→ **AIM OF THE EXERCISE**:
Take the line that has "Where can you find the snowy hillside" in it and every line after it to the end of the entries, and reproduce them exactly.

→ **PROVIDED MATERIAL**:
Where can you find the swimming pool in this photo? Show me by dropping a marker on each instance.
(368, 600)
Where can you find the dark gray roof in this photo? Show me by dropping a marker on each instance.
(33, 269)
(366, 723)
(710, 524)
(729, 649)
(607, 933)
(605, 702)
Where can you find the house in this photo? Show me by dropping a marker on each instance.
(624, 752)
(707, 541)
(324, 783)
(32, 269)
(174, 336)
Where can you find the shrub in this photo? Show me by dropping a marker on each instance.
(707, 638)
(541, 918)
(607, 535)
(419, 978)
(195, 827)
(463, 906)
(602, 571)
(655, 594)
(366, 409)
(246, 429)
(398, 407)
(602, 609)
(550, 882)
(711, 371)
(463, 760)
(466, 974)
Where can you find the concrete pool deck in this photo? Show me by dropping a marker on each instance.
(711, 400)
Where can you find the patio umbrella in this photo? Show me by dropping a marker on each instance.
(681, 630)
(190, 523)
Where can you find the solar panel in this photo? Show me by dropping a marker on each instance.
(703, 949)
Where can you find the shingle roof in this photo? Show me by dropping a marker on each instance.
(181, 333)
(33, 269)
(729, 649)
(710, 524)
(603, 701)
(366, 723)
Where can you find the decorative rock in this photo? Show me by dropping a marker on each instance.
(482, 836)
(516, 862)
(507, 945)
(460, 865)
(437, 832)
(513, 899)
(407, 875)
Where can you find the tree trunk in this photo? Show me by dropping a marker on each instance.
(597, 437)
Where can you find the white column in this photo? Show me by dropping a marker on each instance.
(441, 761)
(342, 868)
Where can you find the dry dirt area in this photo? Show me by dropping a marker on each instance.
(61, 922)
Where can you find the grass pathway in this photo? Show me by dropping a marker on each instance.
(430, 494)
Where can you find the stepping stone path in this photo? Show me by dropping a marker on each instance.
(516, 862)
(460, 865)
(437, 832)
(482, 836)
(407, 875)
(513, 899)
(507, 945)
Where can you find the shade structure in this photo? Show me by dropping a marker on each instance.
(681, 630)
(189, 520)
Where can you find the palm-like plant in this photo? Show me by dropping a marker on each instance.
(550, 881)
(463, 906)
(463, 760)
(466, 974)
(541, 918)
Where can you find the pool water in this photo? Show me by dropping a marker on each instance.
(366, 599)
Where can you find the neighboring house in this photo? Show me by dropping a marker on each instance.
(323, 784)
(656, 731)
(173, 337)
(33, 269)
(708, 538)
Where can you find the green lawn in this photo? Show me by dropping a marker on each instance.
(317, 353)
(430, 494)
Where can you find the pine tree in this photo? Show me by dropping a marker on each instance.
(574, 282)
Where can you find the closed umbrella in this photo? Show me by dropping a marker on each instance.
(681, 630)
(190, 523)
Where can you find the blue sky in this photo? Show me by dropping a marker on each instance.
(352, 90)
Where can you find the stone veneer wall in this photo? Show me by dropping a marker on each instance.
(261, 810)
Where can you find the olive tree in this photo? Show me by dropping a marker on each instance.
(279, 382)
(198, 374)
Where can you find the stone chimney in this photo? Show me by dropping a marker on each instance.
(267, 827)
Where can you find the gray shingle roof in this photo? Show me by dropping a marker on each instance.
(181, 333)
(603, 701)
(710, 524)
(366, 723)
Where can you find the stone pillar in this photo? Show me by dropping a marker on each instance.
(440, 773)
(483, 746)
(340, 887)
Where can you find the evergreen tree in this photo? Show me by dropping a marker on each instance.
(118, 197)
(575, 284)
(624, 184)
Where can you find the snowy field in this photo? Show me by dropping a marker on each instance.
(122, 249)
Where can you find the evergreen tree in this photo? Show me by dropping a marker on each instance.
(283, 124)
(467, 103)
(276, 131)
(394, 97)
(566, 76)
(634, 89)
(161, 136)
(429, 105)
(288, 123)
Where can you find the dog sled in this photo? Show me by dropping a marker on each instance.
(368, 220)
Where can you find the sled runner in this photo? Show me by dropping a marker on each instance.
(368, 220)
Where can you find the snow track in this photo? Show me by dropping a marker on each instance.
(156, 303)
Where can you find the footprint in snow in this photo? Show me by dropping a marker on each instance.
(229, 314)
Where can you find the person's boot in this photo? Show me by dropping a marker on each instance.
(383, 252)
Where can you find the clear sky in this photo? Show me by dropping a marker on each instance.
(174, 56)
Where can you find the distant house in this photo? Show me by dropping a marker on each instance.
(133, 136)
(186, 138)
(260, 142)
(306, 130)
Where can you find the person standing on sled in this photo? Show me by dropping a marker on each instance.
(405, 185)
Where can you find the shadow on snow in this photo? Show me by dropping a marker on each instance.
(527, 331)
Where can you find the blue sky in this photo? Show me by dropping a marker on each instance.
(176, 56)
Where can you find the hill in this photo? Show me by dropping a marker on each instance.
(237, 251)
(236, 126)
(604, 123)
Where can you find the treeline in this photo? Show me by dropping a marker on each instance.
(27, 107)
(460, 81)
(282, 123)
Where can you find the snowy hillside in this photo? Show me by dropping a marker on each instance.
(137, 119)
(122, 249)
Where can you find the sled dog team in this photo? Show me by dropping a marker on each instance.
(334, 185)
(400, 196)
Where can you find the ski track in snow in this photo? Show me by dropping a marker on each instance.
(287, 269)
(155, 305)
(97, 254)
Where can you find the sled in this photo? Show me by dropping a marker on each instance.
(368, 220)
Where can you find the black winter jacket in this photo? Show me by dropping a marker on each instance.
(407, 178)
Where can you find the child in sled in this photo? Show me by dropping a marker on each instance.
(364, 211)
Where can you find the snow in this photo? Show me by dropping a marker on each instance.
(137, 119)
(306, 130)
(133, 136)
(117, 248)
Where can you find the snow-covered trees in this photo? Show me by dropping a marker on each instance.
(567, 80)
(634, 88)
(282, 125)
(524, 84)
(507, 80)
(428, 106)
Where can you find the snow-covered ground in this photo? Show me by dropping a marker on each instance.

→ **ANSWER TO THIS EXERCISE**:
Where can you find the snowy hillside in this photo? Show me by dropping a marker on each instance.
(137, 119)
(122, 249)
Where can you find the sled dog team in this photo? Show me by dropping a marker on each instance.
(334, 185)
(400, 196)
Where can you find the ski track in snow in this photo? Show me by dropping a marker on each instance.
(287, 269)
(155, 305)
(97, 254)
Where can you find the sled in this photo? Show me by dropping a marker on each instance.
(368, 220)
Where can you find the black winter jacket in this photo? Show me by dropping a marker on each instance.
(407, 178)
Where can you find the child in sled in this photo? Show me by dropping a marker on each instance.
(364, 211)
Where can you find the snow in this photo? Show me by dropping a marker on each instance.
(137, 119)
(306, 130)
(133, 136)
(117, 248)
Where can you find the snow-covered trees in this photo? Show me by dropping a marker on each instance.
(567, 80)
(634, 88)
(282, 125)
(524, 84)
(507, 80)
(428, 106)
Where can you find the snow-covered ground in this photo? Show me by dropping a marker on each instance.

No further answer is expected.